Task directions – Beginning at the line containing "Would you be able to point out the person", give again every line through the end of the data, unchanged and with both ends included. Drop any pictures.

Exercise input –
────────

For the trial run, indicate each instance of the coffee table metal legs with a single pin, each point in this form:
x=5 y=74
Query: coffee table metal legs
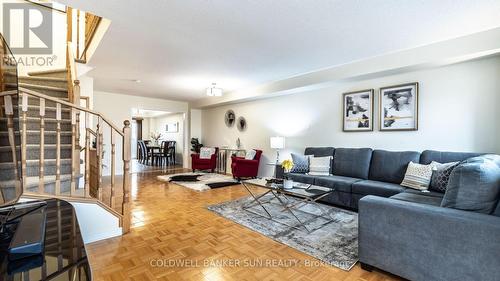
x=257 y=200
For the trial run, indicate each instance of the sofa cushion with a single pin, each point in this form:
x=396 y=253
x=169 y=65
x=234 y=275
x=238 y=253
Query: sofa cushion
x=352 y=162
x=474 y=185
x=390 y=166
x=418 y=176
x=369 y=187
x=418 y=198
x=301 y=178
x=340 y=183
x=425 y=192
x=444 y=157
x=320 y=166
x=441 y=176
x=319 y=151
x=300 y=163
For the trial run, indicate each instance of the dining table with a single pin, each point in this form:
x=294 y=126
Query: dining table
x=152 y=148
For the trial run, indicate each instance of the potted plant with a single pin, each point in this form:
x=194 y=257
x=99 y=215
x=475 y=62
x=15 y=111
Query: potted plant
x=287 y=166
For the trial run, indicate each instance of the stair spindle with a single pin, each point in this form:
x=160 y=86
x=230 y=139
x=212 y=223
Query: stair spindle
x=24 y=121
x=41 y=172
x=126 y=177
x=87 y=155
x=75 y=150
x=99 y=151
x=58 y=149
x=113 y=167
x=9 y=111
x=76 y=94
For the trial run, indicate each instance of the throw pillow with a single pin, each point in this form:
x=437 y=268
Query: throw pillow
x=474 y=185
x=300 y=163
x=250 y=154
x=441 y=176
x=206 y=152
x=319 y=166
x=418 y=176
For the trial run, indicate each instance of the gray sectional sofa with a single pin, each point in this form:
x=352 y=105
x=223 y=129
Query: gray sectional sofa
x=406 y=231
x=358 y=172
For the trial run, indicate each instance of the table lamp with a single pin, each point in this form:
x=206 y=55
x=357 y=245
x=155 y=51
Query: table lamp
x=277 y=143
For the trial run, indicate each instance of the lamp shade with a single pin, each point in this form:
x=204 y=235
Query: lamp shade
x=277 y=142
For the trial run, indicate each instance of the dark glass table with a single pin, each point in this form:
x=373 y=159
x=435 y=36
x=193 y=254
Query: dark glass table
x=303 y=194
x=64 y=257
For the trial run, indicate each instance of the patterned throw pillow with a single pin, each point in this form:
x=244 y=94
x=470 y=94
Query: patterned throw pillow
x=418 y=176
x=250 y=155
x=441 y=176
x=319 y=166
x=300 y=164
x=206 y=152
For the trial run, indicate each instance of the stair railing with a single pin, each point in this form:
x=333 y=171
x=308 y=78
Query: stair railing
x=88 y=191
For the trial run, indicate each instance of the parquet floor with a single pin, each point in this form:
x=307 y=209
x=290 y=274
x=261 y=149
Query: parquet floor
x=175 y=238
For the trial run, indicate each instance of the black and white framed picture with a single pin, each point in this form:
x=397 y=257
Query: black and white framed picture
x=241 y=124
x=230 y=118
x=172 y=127
x=358 y=111
x=399 y=107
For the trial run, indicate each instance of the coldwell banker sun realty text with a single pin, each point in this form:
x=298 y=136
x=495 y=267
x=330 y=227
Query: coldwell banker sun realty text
x=28 y=30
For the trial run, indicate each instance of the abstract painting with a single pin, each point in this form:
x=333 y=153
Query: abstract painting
x=172 y=127
x=399 y=107
x=358 y=111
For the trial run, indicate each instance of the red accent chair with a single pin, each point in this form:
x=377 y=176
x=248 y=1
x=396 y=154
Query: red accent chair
x=243 y=168
x=204 y=164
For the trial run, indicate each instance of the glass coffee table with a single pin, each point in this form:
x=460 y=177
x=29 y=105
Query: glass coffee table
x=290 y=199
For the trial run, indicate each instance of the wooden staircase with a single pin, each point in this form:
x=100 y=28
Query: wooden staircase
x=52 y=147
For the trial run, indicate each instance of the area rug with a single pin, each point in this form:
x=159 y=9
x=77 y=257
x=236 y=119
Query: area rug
x=335 y=243
x=204 y=181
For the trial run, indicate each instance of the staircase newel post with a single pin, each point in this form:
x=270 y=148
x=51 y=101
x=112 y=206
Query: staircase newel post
x=126 y=176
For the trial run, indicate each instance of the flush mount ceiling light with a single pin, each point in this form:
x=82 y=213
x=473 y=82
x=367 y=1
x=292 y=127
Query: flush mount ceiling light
x=213 y=91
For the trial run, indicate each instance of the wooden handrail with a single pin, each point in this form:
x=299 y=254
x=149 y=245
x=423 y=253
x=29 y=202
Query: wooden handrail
x=62 y=102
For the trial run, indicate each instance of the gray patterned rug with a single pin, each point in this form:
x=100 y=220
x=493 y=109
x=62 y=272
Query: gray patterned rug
x=335 y=244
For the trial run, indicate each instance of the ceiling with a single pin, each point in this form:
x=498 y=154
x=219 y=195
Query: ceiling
x=177 y=48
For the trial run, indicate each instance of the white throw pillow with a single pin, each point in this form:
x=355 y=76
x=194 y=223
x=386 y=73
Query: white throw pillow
x=206 y=152
x=418 y=176
x=319 y=166
x=250 y=154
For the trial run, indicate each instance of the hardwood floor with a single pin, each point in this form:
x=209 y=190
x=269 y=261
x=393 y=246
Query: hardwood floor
x=171 y=225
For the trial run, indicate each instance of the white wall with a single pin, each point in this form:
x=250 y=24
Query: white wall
x=196 y=123
x=459 y=105
x=118 y=108
x=158 y=124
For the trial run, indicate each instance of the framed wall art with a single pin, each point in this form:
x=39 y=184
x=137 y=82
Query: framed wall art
x=358 y=111
x=399 y=107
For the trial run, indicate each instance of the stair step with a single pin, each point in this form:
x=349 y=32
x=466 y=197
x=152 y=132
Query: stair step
x=33 y=152
x=33 y=137
x=32 y=168
x=55 y=92
x=33 y=123
x=44 y=81
x=56 y=73
x=50 y=183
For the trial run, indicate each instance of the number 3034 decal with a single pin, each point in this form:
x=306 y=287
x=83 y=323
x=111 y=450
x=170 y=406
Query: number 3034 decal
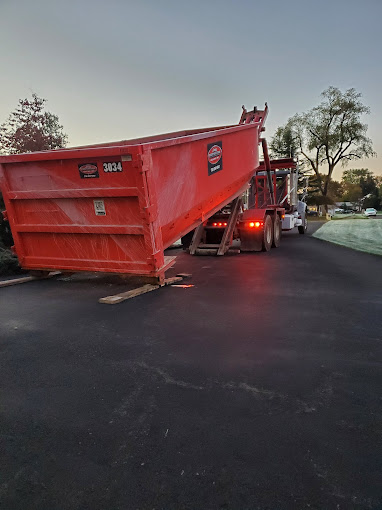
x=112 y=167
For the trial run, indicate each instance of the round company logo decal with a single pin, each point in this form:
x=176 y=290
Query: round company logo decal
x=88 y=169
x=214 y=154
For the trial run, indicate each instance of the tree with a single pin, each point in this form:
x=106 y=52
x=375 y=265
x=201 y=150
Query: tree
x=283 y=143
x=335 y=192
x=354 y=175
x=329 y=134
x=361 y=185
x=29 y=128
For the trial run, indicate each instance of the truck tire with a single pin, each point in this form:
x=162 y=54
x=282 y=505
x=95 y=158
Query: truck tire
x=276 y=232
x=303 y=228
x=267 y=233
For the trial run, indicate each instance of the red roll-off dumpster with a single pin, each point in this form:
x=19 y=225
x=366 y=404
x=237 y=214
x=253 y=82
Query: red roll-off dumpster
x=116 y=207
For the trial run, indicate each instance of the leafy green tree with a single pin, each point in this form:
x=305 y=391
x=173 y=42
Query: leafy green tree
x=283 y=143
x=354 y=175
x=352 y=192
x=330 y=134
x=29 y=128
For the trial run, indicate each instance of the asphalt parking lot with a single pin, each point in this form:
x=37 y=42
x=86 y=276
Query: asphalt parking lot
x=257 y=388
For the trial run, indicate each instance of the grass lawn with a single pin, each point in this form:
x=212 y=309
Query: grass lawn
x=359 y=234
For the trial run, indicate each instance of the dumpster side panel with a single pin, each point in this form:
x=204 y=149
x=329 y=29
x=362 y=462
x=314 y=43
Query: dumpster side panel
x=88 y=214
x=187 y=190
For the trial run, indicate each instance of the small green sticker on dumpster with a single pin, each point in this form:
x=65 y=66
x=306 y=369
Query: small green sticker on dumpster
x=99 y=207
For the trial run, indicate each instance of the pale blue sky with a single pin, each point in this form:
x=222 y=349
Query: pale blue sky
x=123 y=68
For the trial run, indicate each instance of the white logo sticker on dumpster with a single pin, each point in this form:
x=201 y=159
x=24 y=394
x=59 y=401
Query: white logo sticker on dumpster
x=115 y=166
x=99 y=207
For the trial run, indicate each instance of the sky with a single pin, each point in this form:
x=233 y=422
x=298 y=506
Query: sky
x=121 y=69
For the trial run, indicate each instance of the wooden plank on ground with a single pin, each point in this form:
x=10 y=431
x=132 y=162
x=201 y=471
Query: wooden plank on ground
x=123 y=296
x=118 y=298
x=173 y=279
x=25 y=279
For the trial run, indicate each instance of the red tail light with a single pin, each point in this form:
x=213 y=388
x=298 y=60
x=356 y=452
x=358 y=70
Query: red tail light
x=255 y=224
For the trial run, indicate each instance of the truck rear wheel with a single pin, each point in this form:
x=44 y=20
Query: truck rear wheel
x=267 y=233
x=276 y=232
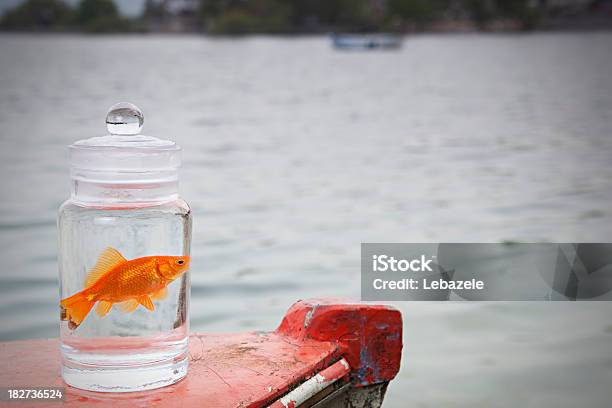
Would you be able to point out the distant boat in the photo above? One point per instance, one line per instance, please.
(366, 41)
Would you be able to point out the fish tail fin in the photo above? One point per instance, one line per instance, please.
(75, 308)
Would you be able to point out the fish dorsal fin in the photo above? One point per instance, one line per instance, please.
(109, 258)
(145, 300)
(128, 306)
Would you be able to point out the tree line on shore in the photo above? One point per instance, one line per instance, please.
(273, 16)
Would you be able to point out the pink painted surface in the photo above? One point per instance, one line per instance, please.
(240, 370)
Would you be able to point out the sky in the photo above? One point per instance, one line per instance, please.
(127, 7)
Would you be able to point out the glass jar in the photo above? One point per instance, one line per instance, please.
(124, 240)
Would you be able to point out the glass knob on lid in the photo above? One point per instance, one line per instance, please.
(124, 158)
(124, 118)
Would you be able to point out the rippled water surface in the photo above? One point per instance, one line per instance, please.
(295, 153)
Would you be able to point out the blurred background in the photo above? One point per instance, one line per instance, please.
(491, 121)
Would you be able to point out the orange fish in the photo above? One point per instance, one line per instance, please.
(115, 280)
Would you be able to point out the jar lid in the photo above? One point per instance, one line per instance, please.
(124, 155)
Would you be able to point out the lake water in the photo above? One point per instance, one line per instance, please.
(296, 153)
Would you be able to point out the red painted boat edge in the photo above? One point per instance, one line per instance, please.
(369, 336)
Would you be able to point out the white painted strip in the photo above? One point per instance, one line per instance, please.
(314, 385)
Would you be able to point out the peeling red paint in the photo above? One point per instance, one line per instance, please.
(370, 336)
(243, 370)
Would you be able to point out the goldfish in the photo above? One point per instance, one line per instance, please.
(116, 281)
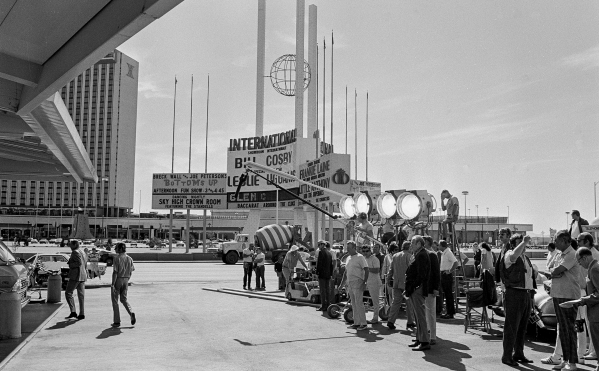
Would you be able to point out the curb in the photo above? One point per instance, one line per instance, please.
(12, 354)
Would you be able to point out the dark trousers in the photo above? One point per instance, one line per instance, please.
(325, 292)
(447, 285)
(247, 274)
(567, 334)
(594, 330)
(260, 276)
(68, 294)
(518, 305)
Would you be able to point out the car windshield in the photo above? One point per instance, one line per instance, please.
(6, 255)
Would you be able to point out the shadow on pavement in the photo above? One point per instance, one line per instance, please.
(247, 343)
(112, 331)
(449, 355)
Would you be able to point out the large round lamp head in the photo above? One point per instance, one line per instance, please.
(346, 207)
(362, 203)
(409, 206)
(386, 205)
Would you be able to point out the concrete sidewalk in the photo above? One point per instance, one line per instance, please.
(182, 327)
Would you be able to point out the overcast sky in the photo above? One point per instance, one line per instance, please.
(497, 98)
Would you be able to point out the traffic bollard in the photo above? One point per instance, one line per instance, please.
(10, 320)
(54, 288)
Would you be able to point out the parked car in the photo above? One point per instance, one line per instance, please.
(53, 262)
(14, 275)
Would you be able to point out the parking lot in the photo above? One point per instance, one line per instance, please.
(182, 326)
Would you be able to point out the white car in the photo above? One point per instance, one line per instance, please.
(53, 262)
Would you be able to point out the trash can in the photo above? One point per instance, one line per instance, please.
(54, 288)
(10, 320)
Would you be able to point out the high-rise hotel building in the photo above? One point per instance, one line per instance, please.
(102, 102)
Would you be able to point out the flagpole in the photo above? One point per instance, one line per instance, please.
(170, 224)
(187, 221)
(367, 135)
(332, 44)
(324, 85)
(356, 131)
(206, 160)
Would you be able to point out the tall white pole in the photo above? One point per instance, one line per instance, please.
(260, 67)
(332, 44)
(324, 88)
(187, 221)
(299, 68)
(366, 135)
(356, 132)
(170, 224)
(206, 161)
(313, 62)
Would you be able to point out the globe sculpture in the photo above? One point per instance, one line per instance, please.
(282, 75)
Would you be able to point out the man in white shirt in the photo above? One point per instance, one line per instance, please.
(248, 260)
(374, 281)
(259, 262)
(448, 265)
(356, 274)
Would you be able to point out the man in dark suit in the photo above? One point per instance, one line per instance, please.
(324, 270)
(417, 287)
(585, 258)
(77, 277)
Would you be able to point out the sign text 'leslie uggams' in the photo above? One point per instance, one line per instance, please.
(189, 191)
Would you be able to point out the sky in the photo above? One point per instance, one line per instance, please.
(500, 99)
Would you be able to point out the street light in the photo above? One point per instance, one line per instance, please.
(465, 193)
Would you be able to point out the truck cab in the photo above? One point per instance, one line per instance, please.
(14, 275)
(231, 251)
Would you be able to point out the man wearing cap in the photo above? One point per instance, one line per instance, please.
(365, 228)
(324, 270)
(452, 206)
(292, 258)
(356, 274)
(122, 269)
(576, 225)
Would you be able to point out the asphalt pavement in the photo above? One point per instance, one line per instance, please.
(183, 326)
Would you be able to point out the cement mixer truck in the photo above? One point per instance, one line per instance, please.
(275, 239)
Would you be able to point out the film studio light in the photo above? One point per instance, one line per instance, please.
(409, 205)
(352, 205)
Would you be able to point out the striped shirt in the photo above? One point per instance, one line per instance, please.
(123, 266)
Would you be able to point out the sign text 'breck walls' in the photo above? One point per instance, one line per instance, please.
(189, 191)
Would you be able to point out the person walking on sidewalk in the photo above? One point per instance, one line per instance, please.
(122, 268)
(77, 277)
(259, 261)
(417, 284)
(356, 274)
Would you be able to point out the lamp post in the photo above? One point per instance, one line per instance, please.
(465, 193)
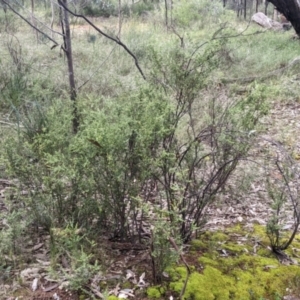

────────

Exercise answer –
Would you be able to point out the person walking on sidewalk in the photo above? One point per instance, one line per instance, please.
(122, 268)
(77, 277)
(259, 261)
(417, 284)
(356, 274)
Would you be able to point out the lamp post in the photo above? One point per instance, one line per instance, please.
(465, 193)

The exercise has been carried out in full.